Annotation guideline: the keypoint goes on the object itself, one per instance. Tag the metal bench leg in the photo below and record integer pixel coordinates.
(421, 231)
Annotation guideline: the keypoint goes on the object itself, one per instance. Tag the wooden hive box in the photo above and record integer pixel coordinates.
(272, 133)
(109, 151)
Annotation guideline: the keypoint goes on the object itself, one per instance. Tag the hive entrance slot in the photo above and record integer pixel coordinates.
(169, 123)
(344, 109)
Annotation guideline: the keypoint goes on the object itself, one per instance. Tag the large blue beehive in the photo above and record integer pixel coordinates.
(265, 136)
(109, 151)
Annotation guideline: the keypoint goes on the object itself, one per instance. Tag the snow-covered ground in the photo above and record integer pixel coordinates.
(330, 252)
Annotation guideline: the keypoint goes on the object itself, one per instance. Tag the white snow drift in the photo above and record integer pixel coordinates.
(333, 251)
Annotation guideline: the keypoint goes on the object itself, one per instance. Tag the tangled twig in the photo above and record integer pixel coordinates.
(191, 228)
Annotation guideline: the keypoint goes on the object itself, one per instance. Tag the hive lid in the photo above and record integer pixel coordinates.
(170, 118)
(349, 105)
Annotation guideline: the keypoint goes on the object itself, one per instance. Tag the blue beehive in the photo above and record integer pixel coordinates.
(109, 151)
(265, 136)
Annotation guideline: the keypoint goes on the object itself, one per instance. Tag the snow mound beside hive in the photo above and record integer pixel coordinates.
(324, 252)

**What is being asked:**
Quote the material exactly, leaving nothing out.

**Written answer:**
Annotation guideline: the keypoint goes on the object itself, one per instance. Tag the metal bench leg in the photo below and record integer pixel coordinates.
(421, 231)
Annotation guideline: the keypoint goes on the object itself, one per instance. Tag the wooden hive box in the photo above and record integer pixel coordinates.
(272, 133)
(109, 151)
Annotation guideline: the keypoint goes on the object itself, one per instance. Tag the hive entrance slot in the photo above and record integer pixel coordinates.
(169, 123)
(344, 109)
Annotation guideline: the keypoint goes on the object itself, one per instance. Tag the large blue beehive in the photo above and record integer pixel coordinates.
(265, 136)
(109, 151)
Annotation guideline: the keypoint goes on the object itself, one per instance. Tag the snow-covered ground in the photo above and record integer pixel coordinates.
(330, 252)
Annotation guideline: the keypoint goes on the object itself, one per instance. Tag the white snow drift in the photo above and record integer pixel coordinates.
(333, 251)
Annotation guideline: the keypoint goes on the object itself, one per instance. Tag the tangled twig in the photo above and record integer pixel coordinates.
(191, 228)
Annotation guideline: the keypoint goes on the object itself, one per instance. Tag the hive lid in the photo above and record integer pixel coordinates.
(170, 118)
(349, 105)
Annotation guideline: the keypoint goes on the object itself, one per instance. Tag the blue beehive in the photo above and record integer pixel coordinates.
(109, 151)
(265, 136)
Annotation guideline: the keypoint goes on the object itself, one per instance. Tag the snow mound beside hive in the photo above and record integer pixel coordinates.
(324, 252)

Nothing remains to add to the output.